▶ [Textauszug]:
--
K (Klägerin) betrieb eine Unternehmensberatung. Zu den Kunden zählte auch die Fa. E, mit der seit dem Jahr 2010 ein Beratervertrag bestand, auf dessen Grundlage monatliche Abrechnungen erfolgten. 

Entscheidung

Das FG setzt in seiner Urteilsbegründung einen Schritt vor der Teilwertabschreibung an. Nach seiner Rechtsauffassung kam es auf die Bewertung nicht an. Denn es lehnte bereits die Bilanzierung dem Grunde nach ab. Der Kunde habe den Bestand der Forderungen im November vor dem Bilanzstichtag durch Anwaltsschriftsatz in vollem Umfang bestritten. Er habe die Forderungen überhaupt nicht begleichen wollen, unabhängig von seiner Zahlungsfähigkeit.

Die strittige Forderung sei daher zum 31.12.2014 aufgrund eines nach ihrer Entstehung umfassenden Bestreitens dem Grunde und der Höhe nach durch den Schuldner nicht (mehr) zu aktivieren.
--
Gesammelte Daten:
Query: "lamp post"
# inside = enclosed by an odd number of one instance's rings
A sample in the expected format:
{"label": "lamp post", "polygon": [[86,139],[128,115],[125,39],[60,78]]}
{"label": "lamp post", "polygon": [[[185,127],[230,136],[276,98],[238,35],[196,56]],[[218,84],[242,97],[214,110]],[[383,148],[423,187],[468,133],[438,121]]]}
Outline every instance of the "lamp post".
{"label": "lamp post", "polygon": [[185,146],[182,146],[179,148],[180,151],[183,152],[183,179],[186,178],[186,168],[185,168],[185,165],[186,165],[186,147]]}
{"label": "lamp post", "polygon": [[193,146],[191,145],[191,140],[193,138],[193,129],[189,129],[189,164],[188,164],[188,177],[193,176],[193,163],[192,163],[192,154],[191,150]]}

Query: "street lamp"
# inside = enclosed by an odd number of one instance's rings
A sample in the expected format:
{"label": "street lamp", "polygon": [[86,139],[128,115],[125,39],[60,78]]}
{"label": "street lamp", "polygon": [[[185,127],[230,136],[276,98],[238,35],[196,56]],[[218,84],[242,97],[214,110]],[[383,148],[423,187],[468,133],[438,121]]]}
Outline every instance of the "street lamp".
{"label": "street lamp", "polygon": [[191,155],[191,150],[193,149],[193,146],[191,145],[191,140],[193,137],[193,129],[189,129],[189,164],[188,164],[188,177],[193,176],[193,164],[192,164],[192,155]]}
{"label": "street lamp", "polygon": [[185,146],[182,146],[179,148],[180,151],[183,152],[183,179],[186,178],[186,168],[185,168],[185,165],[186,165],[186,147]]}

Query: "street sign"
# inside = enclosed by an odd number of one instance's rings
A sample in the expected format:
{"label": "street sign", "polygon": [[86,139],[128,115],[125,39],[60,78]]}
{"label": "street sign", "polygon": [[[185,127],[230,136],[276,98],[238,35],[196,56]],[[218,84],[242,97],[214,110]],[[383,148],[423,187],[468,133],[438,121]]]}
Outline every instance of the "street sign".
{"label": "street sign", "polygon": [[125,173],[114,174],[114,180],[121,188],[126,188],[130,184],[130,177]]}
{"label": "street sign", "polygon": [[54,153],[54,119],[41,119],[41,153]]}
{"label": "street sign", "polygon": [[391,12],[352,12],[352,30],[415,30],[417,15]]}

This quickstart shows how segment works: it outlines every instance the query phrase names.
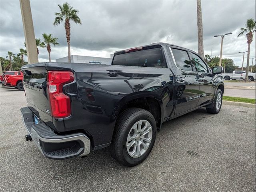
--
▶ [Zu erledigende Aufgaben]:
1. Gib den Text über die bestrittene Forderung zwischen "K (Klägerin) betrieb" und "monatliche Abrechnungen erfolgten." einschließlich wieder und tausche dabei "Beratervertrag" gegen "Dienstleistungsvertrag" aus.
2. Setze den Text über die bestrittene Forderung nach seinem letzten Satz fort.

▶ [Endgültige Antworten]:
1.
K (Klägerin) betrieb eine Unternehmensberatung. Zu den Kunden zählte auch die Fa. E, mit der seit dem Jahr 2010 ein Dienstleistungsvertrag bestand, auf dessen Grundlage monatliche Abrechnungen erfolgten.

2.
Vorsichtsprinzip in Form des Realisationsprinzips

Maßgebend für eine Aktivierung ist nach ständiger BFH-Rechtsprechung nicht, ob eine Forderung oder ein Anspruch fällig oder ein Recht realisierbar ist, sondern ob der Vermögensvorteil wirtschaftlich ausnutzbar ist und damit einen realisierbaren Vermögenswert darstellt.

Ein Gewinn ist nach dem Vorsichtsprinzip in Ausprägung des Realisationsprinzips (§ 252 Abs. 1 Nr. 4, 2. HS HGB) realisiert, wenn bei gegenseitigen Verträgen der Leistungsverpflichtete die vereinbarte Leistung wirtschaftlich erfüllt hat und ihm die Forderung auf die Gegenleistung so gut wie sicher ist (BFH-Urteil vom 10.09.1998, IV R 80/96). Dies gilt für die unterjährige Erfassung in der Bilanzbuchhaltung wie für den Ansatz zum Bilanzstichtag in der für die steuerliche Gewinnermittlung relevanten Steuerbilanz.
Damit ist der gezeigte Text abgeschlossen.